=== PASSAGE TO READ ===
▬▬▬

By Sola Ogundipe

The National Agency for Food, Drug Administration & Control, NAFDAC, has urged the National Assembly to fund the agency towards realisation of the enforcement of the Mobile Authentication Scheme, MAS, on drug products so as to reduce counterfeiting.

Prof Mojisola Adeyeye

Disclosing this position weekend, Director- General, NAFDAC, Prof. Mojisola Adeyeye said the request was in response to the suggestion by the Speaker of the House of Representatives  that the agency utilises MAS for all drugs regulated by it.

Adeyeye said: “The suggestion by the Honourable Speaker to use MAS for all drugs regulated by NAFDAC is noble, and in line with the agency’s ultimate agenda. However, a lot of staffing and funding will be needed for full implementation. “The limited authentication that is being undertaken currently for the two classes of drugs by NAFDAC sometimes result in overwhelming calls to the drug information specialists at NAFDAC secretariat.

According to her: “Considering the fact that NAFDAC has over 11,000 registered drug products, the manpower that will be needed to authenticate all drugs will be enormous. In addition, the information technology unit of NAFDAC will also need to network with NAFDAC offices in the 36 states in all six geographical zones and Abuja.

▬▬▬

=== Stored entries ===
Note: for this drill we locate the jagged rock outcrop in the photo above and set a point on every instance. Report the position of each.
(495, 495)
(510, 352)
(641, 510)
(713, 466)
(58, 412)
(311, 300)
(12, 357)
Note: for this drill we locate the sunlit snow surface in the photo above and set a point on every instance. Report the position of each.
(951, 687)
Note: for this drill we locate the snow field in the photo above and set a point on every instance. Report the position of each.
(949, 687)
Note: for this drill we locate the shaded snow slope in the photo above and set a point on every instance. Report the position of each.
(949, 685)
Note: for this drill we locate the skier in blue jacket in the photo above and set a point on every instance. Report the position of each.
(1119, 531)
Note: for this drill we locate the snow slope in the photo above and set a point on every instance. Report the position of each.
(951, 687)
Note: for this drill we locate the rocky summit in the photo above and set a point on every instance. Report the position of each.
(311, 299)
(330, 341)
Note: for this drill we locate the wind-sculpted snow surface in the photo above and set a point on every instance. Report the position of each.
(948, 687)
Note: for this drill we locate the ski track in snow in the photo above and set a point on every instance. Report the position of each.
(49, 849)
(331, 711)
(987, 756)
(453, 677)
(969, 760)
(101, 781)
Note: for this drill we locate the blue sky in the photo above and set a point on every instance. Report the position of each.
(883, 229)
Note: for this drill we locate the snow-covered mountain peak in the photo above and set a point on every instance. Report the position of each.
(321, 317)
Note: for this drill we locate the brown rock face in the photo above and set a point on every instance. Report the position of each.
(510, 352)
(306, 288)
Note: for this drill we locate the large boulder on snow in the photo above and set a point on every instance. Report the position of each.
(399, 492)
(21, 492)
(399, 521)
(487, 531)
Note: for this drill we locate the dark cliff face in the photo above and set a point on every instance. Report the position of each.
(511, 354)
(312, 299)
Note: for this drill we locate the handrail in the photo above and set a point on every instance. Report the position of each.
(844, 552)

▬▬▬

=== REQUIRED ACTION 1 ===
In the NAFDAC article, how many registered drug products does NAFDAC have?
=== REQUIRED ACTION 2 ===
Decide whether each statement agrees with the NAFDAC article, answering yes or no and quoting the words that settle it: (a) Mojisola Adeyeye is the Director-General of NAFDAC. (b) The suggestion to use MAS for all drugs came from the Senate President. (c) NAFDAC currently authenticates every drug it regulates.
=== REQUIRED ACTION 3 ===
Reproduce the part of the NAFDAC article starting at "By Sola Ogundipe" and ending at "regulated by it.".
Rely only on the NAFDAC article to respond.

=== EXERCISE OUTPUT 1 ===
Over 11,000.

=== EXERCISE OUTPUT 2 ===
(a) Yes: "Director- General, NAFDAC, Prof. Mojisola Adeyeye"
(b) No: "the suggestion by the Speaker of the House of Representatives"
(c) No: "The limited authentication that is being undertaken currently for the two classes of drugs by NAFDAC"

=== EXERCISE OUTPUT 3 ===
By Sola Ogundipe

The National Agency for Food, Drug Administration & Control, NAFDAC, has urged the National Assembly to fund the agency towards realisation of the enforcement of the Mobile Authentication Scheme, MAS, on drug products so as to reduce counterfeiting.

Prof Mojisola Adeyeye

Disclosing this position weekend, Director- General, NAFDAC, Prof. Mojisola Adeyeye said the request was in response to the suggestion by the Speaker of the House of Representatives  that the agency utilises MAS for all drugs regulated by it.